_PROBLEM STATEMENT_
In full and without alteration, repeat the material.

(Rows from a pointing dataset)
———
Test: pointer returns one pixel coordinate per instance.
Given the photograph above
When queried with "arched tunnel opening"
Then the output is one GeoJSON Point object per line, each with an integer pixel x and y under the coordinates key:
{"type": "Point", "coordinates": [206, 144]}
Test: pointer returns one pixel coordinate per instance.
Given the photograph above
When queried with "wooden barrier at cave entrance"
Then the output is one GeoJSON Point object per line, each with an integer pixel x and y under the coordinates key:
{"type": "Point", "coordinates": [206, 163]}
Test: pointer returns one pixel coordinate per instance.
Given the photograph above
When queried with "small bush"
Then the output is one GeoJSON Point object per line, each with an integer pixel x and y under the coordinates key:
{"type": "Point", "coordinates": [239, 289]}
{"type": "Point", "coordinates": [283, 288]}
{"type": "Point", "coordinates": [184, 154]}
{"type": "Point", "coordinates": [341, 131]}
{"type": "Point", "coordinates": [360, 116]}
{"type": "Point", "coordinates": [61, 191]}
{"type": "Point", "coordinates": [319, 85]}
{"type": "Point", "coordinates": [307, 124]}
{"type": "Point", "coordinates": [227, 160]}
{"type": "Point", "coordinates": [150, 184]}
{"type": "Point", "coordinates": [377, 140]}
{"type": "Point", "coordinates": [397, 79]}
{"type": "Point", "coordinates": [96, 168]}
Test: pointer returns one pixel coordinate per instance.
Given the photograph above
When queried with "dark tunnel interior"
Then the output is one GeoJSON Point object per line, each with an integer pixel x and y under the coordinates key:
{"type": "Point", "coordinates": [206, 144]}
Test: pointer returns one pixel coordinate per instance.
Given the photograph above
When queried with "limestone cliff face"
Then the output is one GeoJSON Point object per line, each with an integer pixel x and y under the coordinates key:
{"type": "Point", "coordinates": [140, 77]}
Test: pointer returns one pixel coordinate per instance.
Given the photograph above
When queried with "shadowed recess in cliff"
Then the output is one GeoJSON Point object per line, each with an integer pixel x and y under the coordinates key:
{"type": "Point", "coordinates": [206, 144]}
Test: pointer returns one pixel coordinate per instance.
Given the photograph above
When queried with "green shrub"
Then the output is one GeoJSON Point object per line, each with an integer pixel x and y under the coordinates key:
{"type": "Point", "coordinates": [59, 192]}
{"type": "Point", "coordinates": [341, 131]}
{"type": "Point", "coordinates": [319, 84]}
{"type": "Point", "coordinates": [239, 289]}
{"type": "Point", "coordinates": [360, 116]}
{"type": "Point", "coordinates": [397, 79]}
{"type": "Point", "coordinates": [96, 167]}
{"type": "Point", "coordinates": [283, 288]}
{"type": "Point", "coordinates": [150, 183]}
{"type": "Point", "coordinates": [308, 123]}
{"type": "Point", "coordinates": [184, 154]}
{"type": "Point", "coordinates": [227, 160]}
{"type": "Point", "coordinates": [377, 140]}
———
_TASK OUTPUT_
Test: pointer returns one pixel coordinate per instance.
Given the photograph above
When queried with "arched tunnel opening"
Then the output is one GeoJSON Point object per line, each with an integer pixel x and y under the coordinates key:
{"type": "Point", "coordinates": [206, 144]}
Test: pointer returns one pixel coordinate per instance.
Given the photograph above
When queried with "wooden barrier at cave entrance"
Then the output is one GeoJSON Point object per line, each with an integer pixel x and y under the coordinates key:
{"type": "Point", "coordinates": [206, 163]}
Test: pointer returns one pixel coordinate per instance.
Given the photograph above
When queried with "small bush"
Then the output is one GeoJSON Point object per line, each with an integer pixel x and y under the coordinates key:
{"type": "Point", "coordinates": [239, 289]}
{"type": "Point", "coordinates": [283, 288]}
{"type": "Point", "coordinates": [184, 154]}
{"type": "Point", "coordinates": [341, 131]}
{"type": "Point", "coordinates": [360, 116]}
{"type": "Point", "coordinates": [61, 191]}
{"type": "Point", "coordinates": [319, 85]}
{"type": "Point", "coordinates": [307, 124]}
{"type": "Point", "coordinates": [227, 160]}
{"type": "Point", "coordinates": [150, 184]}
{"type": "Point", "coordinates": [377, 140]}
{"type": "Point", "coordinates": [397, 79]}
{"type": "Point", "coordinates": [96, 168]}
Test: pointer returns one pixel coordinate per instance.
Given the photograph above
When queried with "dark tunnel interior"
Then the output is one GeoJSON Point object per line, each with an integer pixel x and y under the coordinates key:
{"type": "Point", "coordinates": [206, 144]}
Test: pointer returns one pixel coordinate per instance.
Given the photograph above
When queried with "limestone cliff face"
Then the output is one GeoJSON Point object per line, each with an integer pixel x and y under the coordinates key:
{"type": "Point", "coordinates": [140, 77]}
Test: pointer returns one pixel coordinate per instance.
Given the photograph above
When queried with "shadowed recess in cliff"
Then the output is one GeoJSON Point object per line, each with an integer pixel x and y under the coordinates key:
{"type": "Point", "coordinates": [206, 144]}
Test: pointer returns one pixel coordinate per instance.
Given the photograph above
When queried with "green shrub"
Then the output is one GeoJSON Point object per line, each with an integer pixel x and y under the coordinates key:
{"type": "Point", "coordinates": [59, 192]}
{"type": "Point", "coordinates": [341, 131]}
{"type": "Point", "coordinates": [319, 84]}
{"type": "Point", "coordinates": [239, 289]}
{"type": "Point", "coordinates": [360, 116]}
{"type": "Point", "coordinates": [397, 79]}
{"type": "Point", "coordinates": [96, 167]}
{"type": "Point", "coordinates": [283, 288]}
{"type": "Point", "coordinates": [150, 183]}
{"type": "Point", "coordinates": [308, 123]}
{"type": "Point", "coordinates": [184, 154]}
{"type": "Point", "coordinates": [227, 160]}
{"type": "Point", "coordinates": [377, 140]}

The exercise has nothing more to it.